- Given task: Copy the rows below verbatim, beginning at the line that contains "of the sandy" and ending after the line that contains "of the cliff". Include both of those lines and nothing else.

- Rows from a pointing dataset:
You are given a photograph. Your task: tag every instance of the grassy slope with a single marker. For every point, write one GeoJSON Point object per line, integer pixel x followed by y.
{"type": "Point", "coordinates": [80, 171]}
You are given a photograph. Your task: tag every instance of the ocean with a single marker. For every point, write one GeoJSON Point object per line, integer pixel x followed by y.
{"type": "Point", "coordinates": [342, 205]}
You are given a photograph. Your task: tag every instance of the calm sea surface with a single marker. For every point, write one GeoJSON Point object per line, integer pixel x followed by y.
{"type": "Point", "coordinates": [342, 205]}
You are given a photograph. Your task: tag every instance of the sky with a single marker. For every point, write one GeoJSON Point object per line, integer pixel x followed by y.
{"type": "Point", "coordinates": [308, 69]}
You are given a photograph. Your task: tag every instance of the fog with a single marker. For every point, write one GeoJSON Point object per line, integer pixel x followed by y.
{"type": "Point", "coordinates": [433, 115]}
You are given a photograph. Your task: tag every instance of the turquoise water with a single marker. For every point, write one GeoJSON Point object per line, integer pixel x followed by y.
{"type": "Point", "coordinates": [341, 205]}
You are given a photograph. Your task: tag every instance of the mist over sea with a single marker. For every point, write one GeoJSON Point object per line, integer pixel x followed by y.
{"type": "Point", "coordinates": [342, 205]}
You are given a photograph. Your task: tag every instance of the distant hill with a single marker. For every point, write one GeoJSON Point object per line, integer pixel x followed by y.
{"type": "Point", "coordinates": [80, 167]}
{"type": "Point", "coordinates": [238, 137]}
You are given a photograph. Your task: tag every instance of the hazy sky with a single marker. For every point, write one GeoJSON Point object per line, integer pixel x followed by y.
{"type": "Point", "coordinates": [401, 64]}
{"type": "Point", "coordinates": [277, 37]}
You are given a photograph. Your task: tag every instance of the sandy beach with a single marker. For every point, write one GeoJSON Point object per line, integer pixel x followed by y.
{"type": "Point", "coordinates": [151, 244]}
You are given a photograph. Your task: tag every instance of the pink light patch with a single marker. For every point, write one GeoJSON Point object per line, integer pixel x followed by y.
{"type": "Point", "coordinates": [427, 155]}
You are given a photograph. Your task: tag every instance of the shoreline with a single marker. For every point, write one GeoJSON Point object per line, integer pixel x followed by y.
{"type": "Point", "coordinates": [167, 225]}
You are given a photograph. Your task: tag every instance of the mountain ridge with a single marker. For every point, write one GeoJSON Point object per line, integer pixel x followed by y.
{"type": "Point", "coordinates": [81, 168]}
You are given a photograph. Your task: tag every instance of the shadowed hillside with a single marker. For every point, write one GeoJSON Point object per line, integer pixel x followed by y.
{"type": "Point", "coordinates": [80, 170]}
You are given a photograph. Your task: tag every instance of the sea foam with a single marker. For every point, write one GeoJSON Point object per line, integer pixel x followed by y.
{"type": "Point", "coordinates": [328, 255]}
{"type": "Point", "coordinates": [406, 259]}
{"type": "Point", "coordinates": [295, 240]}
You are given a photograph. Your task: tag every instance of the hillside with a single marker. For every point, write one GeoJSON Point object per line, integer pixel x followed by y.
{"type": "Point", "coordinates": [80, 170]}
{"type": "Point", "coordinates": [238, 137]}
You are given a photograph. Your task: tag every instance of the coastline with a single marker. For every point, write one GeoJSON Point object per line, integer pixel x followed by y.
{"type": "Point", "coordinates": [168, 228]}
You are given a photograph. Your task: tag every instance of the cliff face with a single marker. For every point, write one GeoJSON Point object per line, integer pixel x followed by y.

==

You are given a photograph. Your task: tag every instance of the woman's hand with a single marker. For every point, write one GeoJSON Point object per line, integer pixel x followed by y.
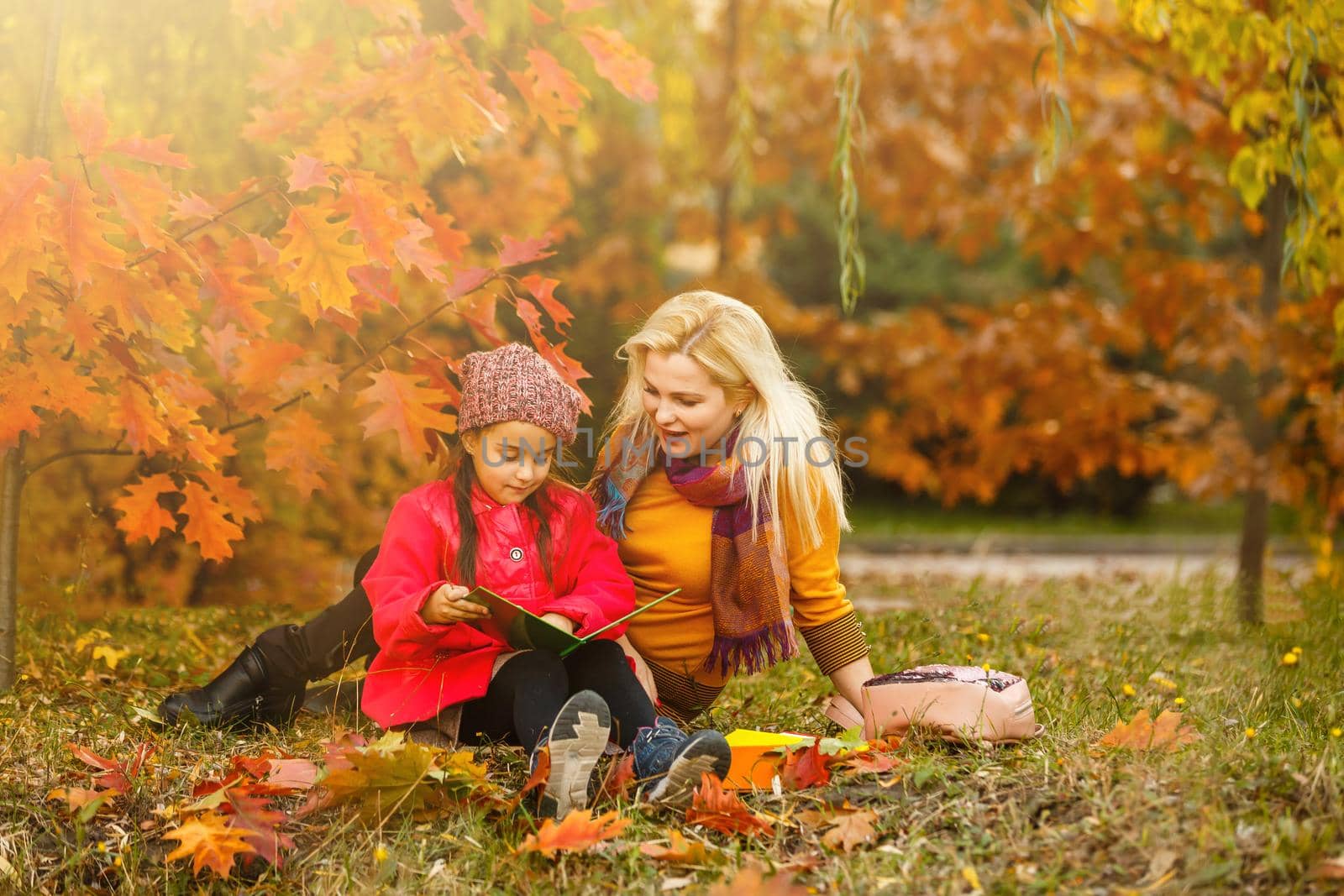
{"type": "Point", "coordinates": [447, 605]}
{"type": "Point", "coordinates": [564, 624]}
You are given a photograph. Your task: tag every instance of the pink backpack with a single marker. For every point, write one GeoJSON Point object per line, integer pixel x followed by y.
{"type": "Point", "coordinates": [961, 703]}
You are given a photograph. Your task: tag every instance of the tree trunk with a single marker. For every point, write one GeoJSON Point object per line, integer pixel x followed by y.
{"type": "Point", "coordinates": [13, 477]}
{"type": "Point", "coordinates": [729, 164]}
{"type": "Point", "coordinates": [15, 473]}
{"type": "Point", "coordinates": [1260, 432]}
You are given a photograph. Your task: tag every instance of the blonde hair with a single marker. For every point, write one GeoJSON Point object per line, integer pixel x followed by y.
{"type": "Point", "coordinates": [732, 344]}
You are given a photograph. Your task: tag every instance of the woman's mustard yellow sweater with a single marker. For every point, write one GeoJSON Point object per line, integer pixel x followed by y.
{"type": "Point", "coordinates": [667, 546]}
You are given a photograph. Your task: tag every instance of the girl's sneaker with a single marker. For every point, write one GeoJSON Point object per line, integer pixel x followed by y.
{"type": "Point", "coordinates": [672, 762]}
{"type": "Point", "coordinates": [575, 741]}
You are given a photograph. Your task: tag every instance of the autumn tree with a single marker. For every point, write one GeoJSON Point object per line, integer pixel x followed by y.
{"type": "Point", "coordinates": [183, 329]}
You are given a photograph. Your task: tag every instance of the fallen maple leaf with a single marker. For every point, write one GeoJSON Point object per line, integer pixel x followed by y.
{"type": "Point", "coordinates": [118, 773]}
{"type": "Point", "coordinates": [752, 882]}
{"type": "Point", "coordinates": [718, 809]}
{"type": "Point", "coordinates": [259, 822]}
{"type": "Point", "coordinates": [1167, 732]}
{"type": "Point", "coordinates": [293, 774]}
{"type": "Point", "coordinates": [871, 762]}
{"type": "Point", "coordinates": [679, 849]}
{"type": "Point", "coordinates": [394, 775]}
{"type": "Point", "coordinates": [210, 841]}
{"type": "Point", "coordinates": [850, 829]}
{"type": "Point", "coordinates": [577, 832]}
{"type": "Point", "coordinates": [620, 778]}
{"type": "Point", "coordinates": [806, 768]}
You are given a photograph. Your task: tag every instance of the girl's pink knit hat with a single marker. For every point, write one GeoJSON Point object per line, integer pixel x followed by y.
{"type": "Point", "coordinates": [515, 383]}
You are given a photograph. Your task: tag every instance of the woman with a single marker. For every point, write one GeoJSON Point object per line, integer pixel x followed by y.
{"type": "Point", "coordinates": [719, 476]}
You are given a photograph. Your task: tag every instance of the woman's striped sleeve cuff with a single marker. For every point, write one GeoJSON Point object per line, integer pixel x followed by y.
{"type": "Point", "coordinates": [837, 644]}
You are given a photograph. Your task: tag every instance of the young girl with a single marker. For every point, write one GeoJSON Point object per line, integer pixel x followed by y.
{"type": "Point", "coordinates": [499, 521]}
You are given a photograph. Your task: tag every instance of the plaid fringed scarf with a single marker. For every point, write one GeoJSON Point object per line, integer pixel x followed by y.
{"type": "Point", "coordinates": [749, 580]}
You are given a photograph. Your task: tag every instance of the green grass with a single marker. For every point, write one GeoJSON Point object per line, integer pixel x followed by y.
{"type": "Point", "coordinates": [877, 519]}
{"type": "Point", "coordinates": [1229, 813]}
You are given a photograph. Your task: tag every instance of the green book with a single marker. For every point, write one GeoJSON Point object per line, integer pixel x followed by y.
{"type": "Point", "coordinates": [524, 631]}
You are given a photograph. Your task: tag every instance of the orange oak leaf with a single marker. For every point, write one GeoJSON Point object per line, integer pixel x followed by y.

---

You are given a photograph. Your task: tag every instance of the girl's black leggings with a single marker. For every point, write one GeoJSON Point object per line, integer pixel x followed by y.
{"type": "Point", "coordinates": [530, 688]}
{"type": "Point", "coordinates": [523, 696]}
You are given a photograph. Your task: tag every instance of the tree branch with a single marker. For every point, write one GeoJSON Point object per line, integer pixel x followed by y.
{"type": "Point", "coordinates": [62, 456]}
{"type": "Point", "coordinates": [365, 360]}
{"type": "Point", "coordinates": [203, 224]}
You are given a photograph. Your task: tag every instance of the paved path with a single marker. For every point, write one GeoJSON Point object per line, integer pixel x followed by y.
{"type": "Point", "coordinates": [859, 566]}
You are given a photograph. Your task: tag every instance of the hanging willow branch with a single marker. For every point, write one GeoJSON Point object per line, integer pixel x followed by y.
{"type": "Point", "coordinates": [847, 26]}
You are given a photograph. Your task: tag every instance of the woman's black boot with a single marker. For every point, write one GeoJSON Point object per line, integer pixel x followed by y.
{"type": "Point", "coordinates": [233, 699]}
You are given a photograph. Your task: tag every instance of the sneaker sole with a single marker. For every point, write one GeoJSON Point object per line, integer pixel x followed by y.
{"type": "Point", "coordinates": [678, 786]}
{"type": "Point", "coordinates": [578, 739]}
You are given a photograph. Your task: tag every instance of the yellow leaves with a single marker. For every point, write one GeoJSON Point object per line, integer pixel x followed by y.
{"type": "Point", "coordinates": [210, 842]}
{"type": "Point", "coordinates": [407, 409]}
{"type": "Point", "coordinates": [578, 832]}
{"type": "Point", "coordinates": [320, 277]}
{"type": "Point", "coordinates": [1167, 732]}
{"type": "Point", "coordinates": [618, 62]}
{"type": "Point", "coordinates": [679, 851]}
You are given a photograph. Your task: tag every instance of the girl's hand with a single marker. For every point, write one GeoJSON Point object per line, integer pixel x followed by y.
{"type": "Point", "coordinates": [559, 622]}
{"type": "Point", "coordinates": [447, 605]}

- Task result:
You are given a photograph. Your task: tag every instance of the sandy beach with a single marker. For every point, write one GeoJSON Point object per line, integer pixel x followed by y.
{"type": "Point", "coordinates": [151, 244]}
You are given a photograph. Your task: tag every instance of the pink light patch with a single marker. For every point, write one GeoJSON Point object per line, integer pixel x followed by y.
{"type": "Point", "coordinates": [427, 155]}
You are given a photograph. Your task: tag every instance of the shoreline with a single marker. For every point, write one GeoJSON Point object per line, integer pixel x followed by y.
{"type": "Point", "coordinates": [167, 225]}
You are given a photograph. Your task: tag every instance of the mountain ridge with a single marker. For every point, write one GeoJSON Point object per line, integer pixel x followed by y.
{"type": "Point", "coordinates": [81, 168]}
You are given a photograph. Your task: tag every instance of the shadowed hillside with a single marker. For every point, write one GeoJSON Point object per line, integer pixel x followed by y.
{"type": "Point", "coordinates": [80, 170]}
You are given a photograph. Your task: tag every instance of the sea foam with a single marker. For every point, write one GeoJSON Point object per line, integer pixel x followed by y.
{"type": "Point", "coordinates": [328, 255]}
{"type": "Point", "coordinates": [406, 259]}
{"type": "Point", "coordinates": [295, 240]}
You are given a photograph. Your task: tag every instance of the hillside with a single marker. For every point, write one GeoJSON Point object per line, integer pixel x followed by y.
{"type": "Point", "coordinates": [80, 170]}
{"type": "Point", "coordinates": [238, 137]}
You are given a photograph. Your task: tag every instance of the coastline with a single marker. For every point, write one GeoJSON Point object per line, integer pixel x followed by y.
{"type": "Point", "coordinates": [168, 228]}
You are given a photograph. Your task: tag every instance of the cliff face with a single marker. For every point, write one GeoJSON Point object per line, integer pixel x followed by y.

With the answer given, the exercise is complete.